**Enunciado da tarefa:** Transcreva do texto sobre a história do espaço do Mamma Mia o trecho que vai de "Depois do encerramento" até "salão de jogos.", inclusive.

**Texto apresentado:**
┏━━
Foi também uma loja de artigos desportivos de columbofilia, aquariofilia, caça e pesca do Zé Ferrador, ou José de Matos Sousa Barroso, chamada Dealex (“De” de desporto e Alex porque todos os seus filhos têm o nome Alexandre). A Rosa do Ninho (Rosa Maurício) abriu ali a sua loja de roupa para crianças e enxovais, O Ninho, em 1980, e mudou-se para a rua dos Cingeleiros há coisa de 15 anos. A Mulher dos Plásticos também teve ali uma arrecadação, até que finalmente foi convertido em salão de jogos do Mamma Mia, há meia dúzia de anos.
Depois do encerramento em 1990, foi António Urbano, neto do Toino Barrão, que herdou o espaço a sul do barbeiro, que o remodelou e lhe deu uma nova vida, completamente diferente. Aproveitando o pátio como ex-libris do espaço, instalou primeiro o restaurante Igreja Velha em 2001, que passou a H2Bar no ano seguinte, explorado pelo Paquito. Reabriu em 2006 como Mamma Mia, integrando a parte de café, bar, restaurante, e acrescentando-lhe o salão de jogos.
┗━━
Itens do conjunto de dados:
┏━━
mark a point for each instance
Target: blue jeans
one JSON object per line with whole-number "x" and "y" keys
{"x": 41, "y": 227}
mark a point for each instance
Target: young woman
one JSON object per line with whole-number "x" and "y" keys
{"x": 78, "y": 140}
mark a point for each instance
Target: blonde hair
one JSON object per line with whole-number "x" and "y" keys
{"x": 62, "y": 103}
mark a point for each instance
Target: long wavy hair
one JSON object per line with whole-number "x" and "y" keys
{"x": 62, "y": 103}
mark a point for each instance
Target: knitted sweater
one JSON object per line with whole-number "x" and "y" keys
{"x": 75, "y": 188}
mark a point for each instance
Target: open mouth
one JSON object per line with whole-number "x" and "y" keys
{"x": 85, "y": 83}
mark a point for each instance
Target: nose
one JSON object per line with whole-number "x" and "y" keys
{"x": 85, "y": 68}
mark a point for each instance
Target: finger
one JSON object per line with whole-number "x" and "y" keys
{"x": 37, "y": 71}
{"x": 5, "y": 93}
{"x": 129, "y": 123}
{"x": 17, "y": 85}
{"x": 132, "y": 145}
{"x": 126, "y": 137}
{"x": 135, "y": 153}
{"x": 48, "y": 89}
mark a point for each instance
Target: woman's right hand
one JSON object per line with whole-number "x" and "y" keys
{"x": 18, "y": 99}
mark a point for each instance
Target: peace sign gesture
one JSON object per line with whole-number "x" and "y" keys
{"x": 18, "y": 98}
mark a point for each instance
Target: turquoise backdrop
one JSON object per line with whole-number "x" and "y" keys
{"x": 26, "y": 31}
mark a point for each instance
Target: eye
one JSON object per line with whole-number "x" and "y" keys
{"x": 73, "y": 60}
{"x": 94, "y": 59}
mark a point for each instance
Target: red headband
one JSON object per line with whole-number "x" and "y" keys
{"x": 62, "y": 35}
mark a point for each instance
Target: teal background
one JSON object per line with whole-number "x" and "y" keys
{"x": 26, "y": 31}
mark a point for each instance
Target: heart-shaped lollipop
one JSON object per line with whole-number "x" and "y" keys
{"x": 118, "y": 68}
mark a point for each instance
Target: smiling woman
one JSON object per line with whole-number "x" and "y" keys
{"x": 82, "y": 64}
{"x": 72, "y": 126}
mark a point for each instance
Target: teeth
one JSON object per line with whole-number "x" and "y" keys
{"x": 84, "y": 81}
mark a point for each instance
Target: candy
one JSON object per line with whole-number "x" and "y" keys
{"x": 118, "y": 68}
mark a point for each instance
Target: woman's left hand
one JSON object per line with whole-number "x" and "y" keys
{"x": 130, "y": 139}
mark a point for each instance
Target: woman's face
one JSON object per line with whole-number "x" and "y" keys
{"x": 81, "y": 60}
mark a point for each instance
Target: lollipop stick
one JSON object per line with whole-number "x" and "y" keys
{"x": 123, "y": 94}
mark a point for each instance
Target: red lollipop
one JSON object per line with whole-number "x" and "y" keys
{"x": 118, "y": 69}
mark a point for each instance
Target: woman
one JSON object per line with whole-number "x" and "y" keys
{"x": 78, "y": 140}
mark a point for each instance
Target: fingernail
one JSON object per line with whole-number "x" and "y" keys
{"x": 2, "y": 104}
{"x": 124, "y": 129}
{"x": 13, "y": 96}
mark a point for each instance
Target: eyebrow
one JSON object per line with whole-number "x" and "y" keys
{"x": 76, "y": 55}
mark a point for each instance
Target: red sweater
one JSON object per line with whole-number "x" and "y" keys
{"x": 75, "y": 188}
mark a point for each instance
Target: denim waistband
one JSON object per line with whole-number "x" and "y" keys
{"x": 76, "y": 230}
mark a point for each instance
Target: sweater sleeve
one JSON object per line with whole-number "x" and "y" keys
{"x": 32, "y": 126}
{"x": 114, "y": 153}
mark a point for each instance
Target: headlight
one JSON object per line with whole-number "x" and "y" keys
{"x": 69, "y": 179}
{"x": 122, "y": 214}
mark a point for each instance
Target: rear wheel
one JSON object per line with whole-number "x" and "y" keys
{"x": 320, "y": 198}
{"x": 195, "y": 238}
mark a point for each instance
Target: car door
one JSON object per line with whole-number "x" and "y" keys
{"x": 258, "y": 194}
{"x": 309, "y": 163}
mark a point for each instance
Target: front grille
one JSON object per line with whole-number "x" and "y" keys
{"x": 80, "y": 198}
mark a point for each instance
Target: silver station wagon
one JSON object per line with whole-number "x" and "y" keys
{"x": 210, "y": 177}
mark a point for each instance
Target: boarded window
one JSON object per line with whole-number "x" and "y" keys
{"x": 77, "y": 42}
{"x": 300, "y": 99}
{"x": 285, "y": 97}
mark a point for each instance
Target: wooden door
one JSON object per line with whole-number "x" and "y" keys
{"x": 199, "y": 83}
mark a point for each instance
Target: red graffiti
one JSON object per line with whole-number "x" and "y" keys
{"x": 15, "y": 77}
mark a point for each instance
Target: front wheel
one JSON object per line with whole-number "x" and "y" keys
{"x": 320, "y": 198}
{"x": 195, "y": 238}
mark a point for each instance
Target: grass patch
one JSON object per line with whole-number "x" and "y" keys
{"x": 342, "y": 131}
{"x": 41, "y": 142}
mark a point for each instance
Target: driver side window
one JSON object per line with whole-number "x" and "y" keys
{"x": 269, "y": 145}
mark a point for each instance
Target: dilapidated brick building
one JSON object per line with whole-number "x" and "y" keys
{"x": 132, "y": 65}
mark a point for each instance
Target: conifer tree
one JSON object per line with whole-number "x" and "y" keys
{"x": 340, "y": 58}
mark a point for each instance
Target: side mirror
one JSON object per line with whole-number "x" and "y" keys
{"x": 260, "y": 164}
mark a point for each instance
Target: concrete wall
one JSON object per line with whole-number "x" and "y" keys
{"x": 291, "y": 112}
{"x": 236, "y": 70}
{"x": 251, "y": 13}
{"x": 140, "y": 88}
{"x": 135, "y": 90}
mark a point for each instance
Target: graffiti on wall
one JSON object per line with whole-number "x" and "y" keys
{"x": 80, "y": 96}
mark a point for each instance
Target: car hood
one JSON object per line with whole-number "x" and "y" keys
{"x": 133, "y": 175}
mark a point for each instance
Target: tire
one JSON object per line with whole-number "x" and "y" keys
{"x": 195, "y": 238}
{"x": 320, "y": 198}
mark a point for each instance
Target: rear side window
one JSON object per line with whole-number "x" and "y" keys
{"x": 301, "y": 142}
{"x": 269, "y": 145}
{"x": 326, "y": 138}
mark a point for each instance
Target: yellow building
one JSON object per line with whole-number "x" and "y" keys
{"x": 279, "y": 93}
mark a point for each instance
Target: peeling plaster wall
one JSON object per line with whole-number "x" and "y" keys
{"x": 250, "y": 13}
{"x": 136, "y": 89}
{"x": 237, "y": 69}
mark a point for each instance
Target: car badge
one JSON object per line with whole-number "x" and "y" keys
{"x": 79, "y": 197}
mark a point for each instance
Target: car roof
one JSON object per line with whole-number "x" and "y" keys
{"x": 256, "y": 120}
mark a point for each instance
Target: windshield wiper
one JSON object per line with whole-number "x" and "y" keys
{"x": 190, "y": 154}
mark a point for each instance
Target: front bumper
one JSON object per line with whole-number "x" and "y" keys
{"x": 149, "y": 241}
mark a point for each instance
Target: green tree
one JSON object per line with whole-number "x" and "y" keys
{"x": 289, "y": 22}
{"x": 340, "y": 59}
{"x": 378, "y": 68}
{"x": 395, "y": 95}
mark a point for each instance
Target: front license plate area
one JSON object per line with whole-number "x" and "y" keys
┗━━
**Resposta à tarefa:**
Depois do encerramento em 1990, foi António Urbano, neto do Toino Barrão, que herdou o espaço a sul do barbeiro, que o remodelou e lhe deu uma nova vida, completamente diferente. Aproveitando o pátio como ex-libris do espaço, instalou primeiro o restaurante Igreja Velha em 2001, que passou a H2Bar no ano seguinte, explorado pelo Paquito. Reabriu em 2006 como Mamma Mia, integrando a parte de café, bar, restaurante, e acrescentando-lhe o salão de jogos.